*SUPPLIED TEXT*.
The challenge in this category isn't finding backup tools. It's choosing the right one out of dozens of options, each with a different pricing model, storage architecture, and multi-tenant console philosophy. Most of them work fine for backing up files. The ones that survive in an MSP environment are the ones that handle the messy parts: multi-tenant management, automation, ransomware resilience, recovery speed, and partner programs that don't punish you for growing.

I'm only ranking platforms built specifically for MSPs and service providers. Generic backup apps don't make this list, even if they have huge brand recognition outside the channel. If a tool wasn't designed with multi-tenant management and channel margins in mind, it's not worth your time.

The four below are the platforms that consistently surface in MSP communities, vendor roadmaps, and the partner conversations I've watched unfold over the past year. They're not equal. They serve different kinds of MSPs and different recovery philosophies. The ranking reflects how well each one balances the things that actually matter in 2026.

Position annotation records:
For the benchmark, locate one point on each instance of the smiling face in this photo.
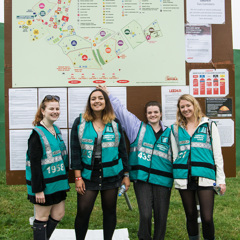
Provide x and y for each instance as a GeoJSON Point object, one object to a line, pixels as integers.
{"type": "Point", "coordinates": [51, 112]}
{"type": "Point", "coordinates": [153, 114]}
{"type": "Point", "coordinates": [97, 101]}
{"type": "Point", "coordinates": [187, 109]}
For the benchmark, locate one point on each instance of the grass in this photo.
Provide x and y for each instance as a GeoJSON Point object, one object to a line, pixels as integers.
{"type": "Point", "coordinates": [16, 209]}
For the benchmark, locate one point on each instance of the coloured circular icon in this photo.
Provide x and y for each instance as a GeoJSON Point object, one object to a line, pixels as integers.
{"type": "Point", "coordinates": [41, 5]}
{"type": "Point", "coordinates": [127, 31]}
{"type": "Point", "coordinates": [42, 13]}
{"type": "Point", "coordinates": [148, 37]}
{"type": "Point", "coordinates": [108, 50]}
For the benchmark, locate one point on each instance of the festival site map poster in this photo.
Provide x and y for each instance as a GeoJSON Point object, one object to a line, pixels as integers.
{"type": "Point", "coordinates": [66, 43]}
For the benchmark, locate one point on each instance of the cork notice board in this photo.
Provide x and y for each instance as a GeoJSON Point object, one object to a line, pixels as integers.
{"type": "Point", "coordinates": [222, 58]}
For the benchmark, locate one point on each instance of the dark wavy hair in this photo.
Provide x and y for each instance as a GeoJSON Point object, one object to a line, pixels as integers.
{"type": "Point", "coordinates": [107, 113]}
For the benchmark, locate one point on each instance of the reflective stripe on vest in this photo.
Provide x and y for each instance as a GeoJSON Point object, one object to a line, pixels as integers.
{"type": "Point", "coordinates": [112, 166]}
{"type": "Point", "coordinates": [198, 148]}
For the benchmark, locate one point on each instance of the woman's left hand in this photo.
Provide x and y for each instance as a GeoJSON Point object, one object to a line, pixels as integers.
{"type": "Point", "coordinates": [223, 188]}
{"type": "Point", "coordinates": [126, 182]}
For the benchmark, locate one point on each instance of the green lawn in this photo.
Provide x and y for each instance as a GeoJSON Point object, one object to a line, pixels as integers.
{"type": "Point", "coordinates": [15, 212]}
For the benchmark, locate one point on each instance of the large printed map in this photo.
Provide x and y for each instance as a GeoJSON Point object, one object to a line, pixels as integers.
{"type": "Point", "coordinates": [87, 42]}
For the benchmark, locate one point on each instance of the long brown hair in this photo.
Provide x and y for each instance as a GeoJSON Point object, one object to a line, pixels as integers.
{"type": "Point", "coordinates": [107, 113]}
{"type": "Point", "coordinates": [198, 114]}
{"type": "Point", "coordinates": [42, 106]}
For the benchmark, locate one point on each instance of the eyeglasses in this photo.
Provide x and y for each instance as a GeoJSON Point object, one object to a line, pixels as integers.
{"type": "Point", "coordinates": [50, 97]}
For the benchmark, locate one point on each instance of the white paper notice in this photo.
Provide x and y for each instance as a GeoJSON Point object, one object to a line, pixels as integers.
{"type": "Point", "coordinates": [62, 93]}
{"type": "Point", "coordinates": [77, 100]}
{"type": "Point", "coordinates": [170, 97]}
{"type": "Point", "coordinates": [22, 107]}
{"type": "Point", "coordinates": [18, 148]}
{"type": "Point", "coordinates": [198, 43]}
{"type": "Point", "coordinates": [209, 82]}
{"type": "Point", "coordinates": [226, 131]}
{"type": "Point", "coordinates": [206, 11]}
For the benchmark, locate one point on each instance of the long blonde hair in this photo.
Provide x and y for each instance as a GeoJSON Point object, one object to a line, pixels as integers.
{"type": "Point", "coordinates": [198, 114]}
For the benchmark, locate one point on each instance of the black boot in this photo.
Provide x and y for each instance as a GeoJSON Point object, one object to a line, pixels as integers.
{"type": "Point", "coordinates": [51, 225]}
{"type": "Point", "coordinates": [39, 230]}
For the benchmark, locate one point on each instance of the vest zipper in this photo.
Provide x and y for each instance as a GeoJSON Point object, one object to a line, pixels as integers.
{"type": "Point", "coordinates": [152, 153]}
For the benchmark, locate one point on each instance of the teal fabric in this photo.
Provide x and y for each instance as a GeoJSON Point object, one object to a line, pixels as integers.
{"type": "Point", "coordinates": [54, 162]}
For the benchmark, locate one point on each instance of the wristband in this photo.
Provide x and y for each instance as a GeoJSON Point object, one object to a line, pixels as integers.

*OBJECTIVES*.
• a. Answer these questions from the MSP backup text:
(i) What does it say most backup tools work fine for?
(ii) Which platforms are the only ones it ranks?
(iii) How many platforms does it rank?
• b. Please explain, in one to three sentences, why the MSP backup text leaves generic backup apps off its list.

*SOLUTION SET*.
• a.
(i) Backing up files.
(ii) Platforms built specifically for MSPs and service providers.
(iii) Four.

• b. The list covers only platforms built specifically for MSPs and service providers. A tool that wasn't designed with multi-tenant management and channel margins in mind is, according to the text, not worth an MSP's time, however much brand recognition it has outside the channel.